Task prompt → Copy nothing but the text: repeat each entry exactly and drop the images.

Material for this task →
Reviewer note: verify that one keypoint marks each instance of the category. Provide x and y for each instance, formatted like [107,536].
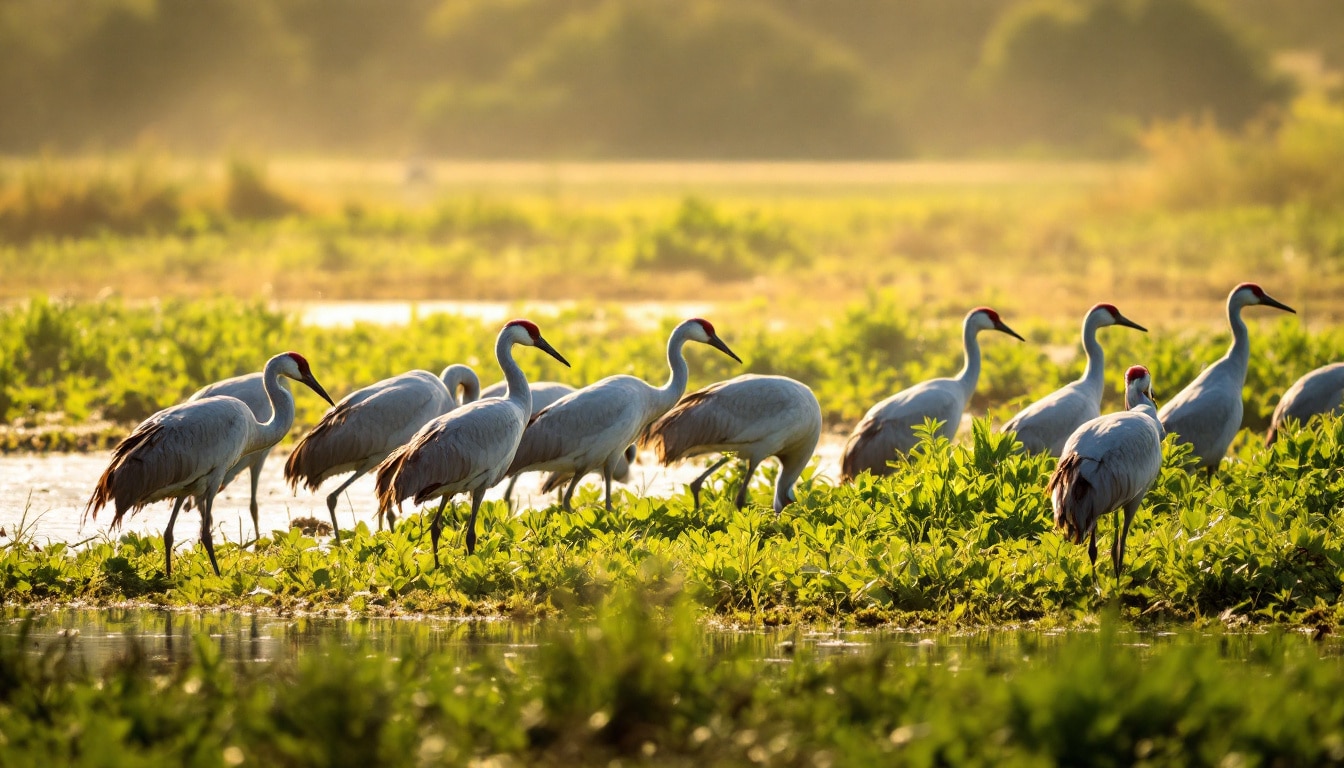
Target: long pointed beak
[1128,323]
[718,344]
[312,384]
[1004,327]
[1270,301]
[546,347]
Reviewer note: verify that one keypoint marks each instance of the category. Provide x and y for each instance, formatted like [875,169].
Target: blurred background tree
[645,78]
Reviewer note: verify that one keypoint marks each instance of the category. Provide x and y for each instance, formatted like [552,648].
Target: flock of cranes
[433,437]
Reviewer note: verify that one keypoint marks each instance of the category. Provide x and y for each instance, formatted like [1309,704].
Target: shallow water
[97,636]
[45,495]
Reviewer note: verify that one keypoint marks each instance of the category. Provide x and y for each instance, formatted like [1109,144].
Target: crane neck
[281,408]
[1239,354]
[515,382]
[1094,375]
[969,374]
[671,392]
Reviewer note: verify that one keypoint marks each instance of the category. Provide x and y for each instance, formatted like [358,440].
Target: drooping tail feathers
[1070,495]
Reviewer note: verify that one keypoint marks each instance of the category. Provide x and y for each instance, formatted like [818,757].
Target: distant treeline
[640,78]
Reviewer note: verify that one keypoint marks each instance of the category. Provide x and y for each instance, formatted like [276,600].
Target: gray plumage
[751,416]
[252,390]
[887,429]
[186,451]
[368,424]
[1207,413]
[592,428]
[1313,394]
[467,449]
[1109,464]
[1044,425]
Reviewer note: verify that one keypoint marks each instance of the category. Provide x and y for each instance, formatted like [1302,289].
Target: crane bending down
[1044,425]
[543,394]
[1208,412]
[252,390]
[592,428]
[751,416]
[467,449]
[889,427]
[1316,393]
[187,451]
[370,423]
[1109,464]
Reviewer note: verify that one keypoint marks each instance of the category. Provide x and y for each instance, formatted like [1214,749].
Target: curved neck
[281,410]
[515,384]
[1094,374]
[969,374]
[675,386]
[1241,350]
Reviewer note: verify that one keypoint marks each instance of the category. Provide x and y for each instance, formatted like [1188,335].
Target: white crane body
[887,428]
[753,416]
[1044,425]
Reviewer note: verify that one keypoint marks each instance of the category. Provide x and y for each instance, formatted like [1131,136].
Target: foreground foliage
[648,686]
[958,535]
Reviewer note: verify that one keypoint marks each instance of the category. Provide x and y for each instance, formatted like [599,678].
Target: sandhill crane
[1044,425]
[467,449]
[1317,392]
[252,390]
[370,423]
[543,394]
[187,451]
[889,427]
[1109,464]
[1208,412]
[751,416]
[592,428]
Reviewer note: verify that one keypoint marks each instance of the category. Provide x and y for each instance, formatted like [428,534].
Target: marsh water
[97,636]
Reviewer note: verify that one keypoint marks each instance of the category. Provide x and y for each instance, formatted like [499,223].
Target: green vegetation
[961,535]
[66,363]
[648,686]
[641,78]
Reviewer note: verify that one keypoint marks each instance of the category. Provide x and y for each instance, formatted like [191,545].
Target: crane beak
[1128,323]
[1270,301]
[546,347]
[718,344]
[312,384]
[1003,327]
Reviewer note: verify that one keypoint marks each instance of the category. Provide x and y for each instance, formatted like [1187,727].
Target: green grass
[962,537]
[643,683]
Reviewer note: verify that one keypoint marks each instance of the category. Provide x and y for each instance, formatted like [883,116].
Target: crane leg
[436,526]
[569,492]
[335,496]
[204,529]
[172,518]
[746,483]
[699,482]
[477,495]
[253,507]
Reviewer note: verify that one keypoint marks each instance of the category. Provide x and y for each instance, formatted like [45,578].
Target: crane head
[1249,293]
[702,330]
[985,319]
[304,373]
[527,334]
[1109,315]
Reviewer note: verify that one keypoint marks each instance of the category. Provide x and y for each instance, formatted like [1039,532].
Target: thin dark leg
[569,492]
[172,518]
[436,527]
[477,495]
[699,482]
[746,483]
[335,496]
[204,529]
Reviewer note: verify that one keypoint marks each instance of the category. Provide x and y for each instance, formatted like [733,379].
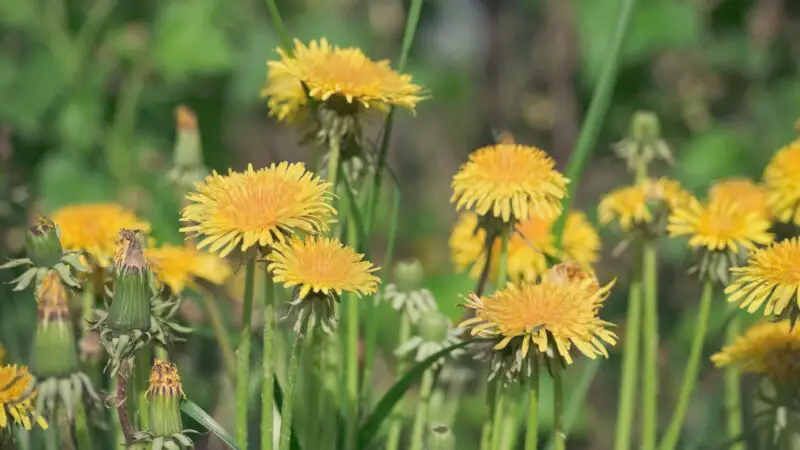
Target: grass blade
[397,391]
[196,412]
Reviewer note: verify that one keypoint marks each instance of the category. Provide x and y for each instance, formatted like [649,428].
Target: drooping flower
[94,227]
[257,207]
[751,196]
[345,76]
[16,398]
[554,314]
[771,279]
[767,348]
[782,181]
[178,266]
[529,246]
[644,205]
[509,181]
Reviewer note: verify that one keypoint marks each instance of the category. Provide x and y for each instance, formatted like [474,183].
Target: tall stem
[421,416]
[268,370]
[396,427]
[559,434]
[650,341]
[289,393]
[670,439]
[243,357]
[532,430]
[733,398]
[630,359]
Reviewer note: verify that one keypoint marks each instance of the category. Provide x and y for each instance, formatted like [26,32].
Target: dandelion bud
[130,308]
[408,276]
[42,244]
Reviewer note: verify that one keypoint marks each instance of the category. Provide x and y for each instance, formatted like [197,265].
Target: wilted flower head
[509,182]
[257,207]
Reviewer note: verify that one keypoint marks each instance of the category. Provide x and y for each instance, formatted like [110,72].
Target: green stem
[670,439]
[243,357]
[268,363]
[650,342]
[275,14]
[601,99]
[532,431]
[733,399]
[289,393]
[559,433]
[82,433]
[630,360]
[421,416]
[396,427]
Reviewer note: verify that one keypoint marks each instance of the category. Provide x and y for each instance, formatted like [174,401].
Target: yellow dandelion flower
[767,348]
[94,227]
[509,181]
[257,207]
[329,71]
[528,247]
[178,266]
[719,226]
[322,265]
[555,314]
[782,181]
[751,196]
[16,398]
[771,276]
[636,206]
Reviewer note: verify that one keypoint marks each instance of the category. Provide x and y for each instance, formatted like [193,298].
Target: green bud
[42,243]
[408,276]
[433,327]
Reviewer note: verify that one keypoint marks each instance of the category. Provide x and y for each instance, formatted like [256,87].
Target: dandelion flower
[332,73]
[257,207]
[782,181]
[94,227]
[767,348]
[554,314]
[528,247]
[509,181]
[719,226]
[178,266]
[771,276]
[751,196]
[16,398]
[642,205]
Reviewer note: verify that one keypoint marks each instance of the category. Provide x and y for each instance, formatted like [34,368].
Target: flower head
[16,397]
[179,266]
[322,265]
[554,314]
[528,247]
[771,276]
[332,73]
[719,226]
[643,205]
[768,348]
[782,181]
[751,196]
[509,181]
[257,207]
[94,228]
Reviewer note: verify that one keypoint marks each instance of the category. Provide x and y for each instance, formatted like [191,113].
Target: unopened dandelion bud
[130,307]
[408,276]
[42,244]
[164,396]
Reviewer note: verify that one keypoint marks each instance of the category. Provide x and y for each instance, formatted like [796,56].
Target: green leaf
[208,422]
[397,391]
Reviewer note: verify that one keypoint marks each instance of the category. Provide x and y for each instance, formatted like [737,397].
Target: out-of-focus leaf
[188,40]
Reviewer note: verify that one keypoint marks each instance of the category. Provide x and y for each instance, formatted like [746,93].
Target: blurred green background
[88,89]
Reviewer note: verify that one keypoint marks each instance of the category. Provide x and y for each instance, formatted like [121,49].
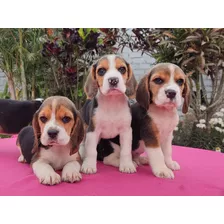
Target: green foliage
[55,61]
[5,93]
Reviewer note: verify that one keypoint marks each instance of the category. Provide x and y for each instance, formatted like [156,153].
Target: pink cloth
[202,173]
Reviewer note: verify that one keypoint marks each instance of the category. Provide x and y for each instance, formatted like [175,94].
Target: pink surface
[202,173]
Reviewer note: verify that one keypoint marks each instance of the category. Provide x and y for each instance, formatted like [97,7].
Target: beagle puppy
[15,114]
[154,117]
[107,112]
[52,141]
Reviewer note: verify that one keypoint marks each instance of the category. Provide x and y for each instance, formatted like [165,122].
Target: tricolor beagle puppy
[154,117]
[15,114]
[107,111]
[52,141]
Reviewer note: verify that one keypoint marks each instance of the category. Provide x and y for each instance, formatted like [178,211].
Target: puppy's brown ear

Output below →
Reviewer note: verify that one keypoint marks each instance of the category. Provide x and y for each instance, formatted like [107,536].
Target: long pointed beak
[1128,323]
[718,344]
[312,384]
[1004,327]
[1270,301]
[546,347]
Reviewer note: verify that one keypoint marks each instance of the category. Provide x and y for each instance, formatted like [875,169].
Target: blurred background tree
[645,78]
Reviewer note: verify that one keypoint marks each instance of the category. Provide x and y for each instance, formatted like [552,648].
Target: flock of cranes
[433,437]
Reviewer note: verify that one keypoint marks each instance of the category. Provide x and y for each instance, formatted like [1309,704].
Target: shallow water
[97,636]
[45,495]
Reviewer note: verify that one keypoint marks each instance of the category. Provide x and y for each instance, formatted like [1109,144].
Target: crane neck
[281,408]
[1239,354]
[515,382]
[1094,375]
[969,374]
[671,392]
Reviewer note: verify that one keypoint marks each instance of the category. Provide x and y for each instance, formatted like [358,440].
Target: drooping tail feathers
[1070,495]
Reviewer note: verify that one keypoint marks each instance of the category. Provide x and y for each instance, formatted like [818,757].
Target: distant treeline
[640,78]
Reviewer note: verify that one keypoint marks each instance of the category. Provide x and y for each instance, formatted like [276,600].
Target: gray plumage
[751,416]
[252,390]
[887,429]
[186,451]
[368,424]
[1207,413]
[592,428]
[1313,394]
[467,449]
[1109,464]
[1044,425]
Reviewer note: verify that one keypoint marks each instance of the category. Provide x and y for each instance, formatted like [1302,289].
Target: crane bending down
[1044,425]
[543,394]
[1208,412]
[252,390]
[592,428]
[751,416]
[467,449]
[889,427]
[1316,393]
[187,451]
[370,423]
[1109,464]
Reviewer note: verify that one keypoint marks each instance of the category. Provide x and y for each instance, formatted like [1214,749].
Target: curved neck
[281,410]
[515,384]
[1094,374]
[969,374]
[675,386]
[1241,350]
Reviewer note: verify that one keypoint marks each instance of the category. Provide x and y for each instance, formatted like [1188,335].
Target: white crane body
[887,428]
[753,416]
[1044,425]
Reviewer note: verify that one keypoint marks each instance of the category. Provide x and y for each instance, formatted like [1131,136].
Target: foreground foliage
[648,686]
[958,535]
Reviewer note: verify that one keypoint marks each instance of the category. Provide x and y for each instance, formatted like [599,678].
Target: sandhill crane
[1044,425]
[467,449]
[1317,392]
[252,390]
[370,423]
[543,394]
[187,451]
[889,427]
[1109,464]
[1208,412]
[751,416]
[592,428]
Reviewer note: verify that one keypoint marks each instance of the category. Provide x and y for each instance, formatted like [428,534].
Target: marsh water
[97,636]
Reviewer note: verify that one keypoint marks each instance of the category. Provide x and y for each instance, formatted like [499,223].
Target: green vegetation
[961,535]
[66,363]
[648,686]
[641,78]
Reviewer note: verify that one keypoint marks each instance of the category. Provide x and y for each instance, formatted like [191,545].
Target: crane beak
[1128,323]
[1270,301]
[546,347]
[718,344]
[312,384]
[1003,327]
Reviewer note: verify that one keypoint marks each instance of the category. Provide x and y for each instance, formatted like [1187,727].
Target: green grass
[962,537]
[643,683]
Reviewer note: verify that one keypoint marks each instance of the category. Provide x and y for each instance, formatted like [883,116].
Target: crane leg
[436,526]
[569,492]
[335,496]
[204,529]
[172,518]
[746,483]
[699,482]
[477,495]
[253,507]
Reviewer note: verify that one keypoint marks each instance of the category. Provide x and y for each instance, formatted like [45,578].
Target: crane head
[1249,293]
[702,330]
[985,319]
[304,373]
[527,334]
[1109,315]
Reviewer note: verify that one keypoint marks each instance of the category. Provide x and y for each instance, formatted like [1039,532].
Target: thin dark leg
[569,492]
[172,518]
[436,527]
[477,495]
[699,482]
[746,483]
[335,496]
[204,529]
Reviewer note: verify that one keypoint marks each instance of the category. Provide x and y for each instance, formatted like [733,379].
Target: grass blade
[397,391]
[196,412]
Reviewer note: verify that one keypoint marks each instance of the category. Provide x and y for each instance, formatted like [649,428].
Target: drooping flower
[94,227]
[257,207]
[751,196]
[345,76]
[16,398]
[554,314]
[771,279]
[767,348]
[782,181]
[178,266]
[529,246]
[644,205]
[509,181]
Reviewer note: verify that one keypoint marks each instance of the category. Provide x and y for each instance, formatted like [474,183].
Target: tall stem
[421,416]
[268,370]
[396,427]
[559,434]
[650,341]
[289,393]
[670,439]
[243,357]
[532,430]
[733,398]
[630,359]
Reviewer note: verify that one keypoint marks each instance of the category. Provide x and y for each instance, formatted like [26,32].
Target: dandelion bud
[130,308]
[408,276]
[42,244]
Reviewer note: verify that one keypoint marks each instance of the category. Provide x and y for each instance, formatted like [197,265].
Target: wilted flower head
[509,182]
[257,207]
Reviewer note: verify that one keypoint marks each instance of the category. Provide x and y for each instance, formatted like [110,72].
Target: green stem
[670,439]
[243,357]
[268,363]
[650,342]
[275,14]
[601,99]
[532,431]
[733,399]
[289,393]
[559,433]
[82,433]
[630,360]
[421,416]
[396,427]
Reviewer note: verify that one keypoint marks each instance of the category. Provide x and y for each instance, formatted like [174,401].
Target: yellow dandelion flower
[767,348]
[94,227]
[509,181]
[257,207]
[329,71]
[528,247]
[178,266]
[719,226]
[322,265]
[555,314]
[782,181]
[751,196]
[16,398]
[771,276]
[636,206]
Reviewer note: verify that one keypoint marks each instance of the category. Provide x and y for each instance, formatted like [193,298].
Target: green bud
[42,243]
[408,276]
[433,327]
Reviewer note: verify that one keypoint marks each instance of the category. Provide x and y for each instance, formatted like [256,87].
Target: dandelion flower
[332,73]
[257,207]
[782,181]
[94,227]
[767,348]
[554,314]
[528,247]
[509,181]
[719,226]
[178,266]
[771,276]
[751,196]
[16,398]
[642,205]
Reviewer note: verify that one keypoint marks each instance of the category. Provide x and y for each instance, formatted like [34,368].
Target: flower head
[16,397]
[179,266]
[322,265]
[554,314]
[528,247]
[771,276]
[332,73]
[719,226]
[643,205]
[768,348]
[782,181]
[751,196]
[509,181]
[257,207]
[94,228]
Reviewer note: verify that one keypoint marks each instance of the category. Provide x and y for each instance, formatted like [191,113].
Target: unopened dandelion bud
[130,307]
[408,276]
[42,244]
[164,396]
Reviewer note: verify that one keypoint marks each instance of the category. Provide x and y for each instance, formatted like [796,56].
Target: green leaf
[208,422]
[397,391]
Reviewer note: verify that one keypoint marks each instance of the category. Provide x and y for each instance, formatted like [737,397].
Target: out-of-focus leaf
[188,40]
Reviewer note: verify that one keypoint marks each instance of the category. Provide x and y for each instance, formatted like [746,93].
Target: blurred green background
[88,89]
Reviewer note: verify that one keypoint marks each instance of the category. Provide x and y for each instance, formatted like [121,49].
Target: green foliage
[55,61]
[5,93]
Reviewer note: verify that one keypoint marks each instance of the category. Provide x and y for each instance, formatted like [156,153].
Target: pink cloth
[202,173]
Reviewer note: verify that one keypoint marks each instance of the category. Provide x and y for each instance, formatted like [175,94].
Target: pink surface
[202,173]
Reviewer note: verify that one keypoint marks each instance of the category. Provide x and y for each instance, formatted like [97,7].
Target: beagle puppy
[15,114]
[154,117]
[107,112]
[52,141]
Reviewer note: verify that one keypoint marks each instance of the category. Provide x and y for each instance, formatted like [165,122].
Target: tricolor beagle puppy
[154,117]
[15,114]
[107,111]
[52,141]
Reviewer note: verify that one keypoint marks each instance of the category. Provide x and y for each instance, formatted like [178,211].
Target: puppy's brown ear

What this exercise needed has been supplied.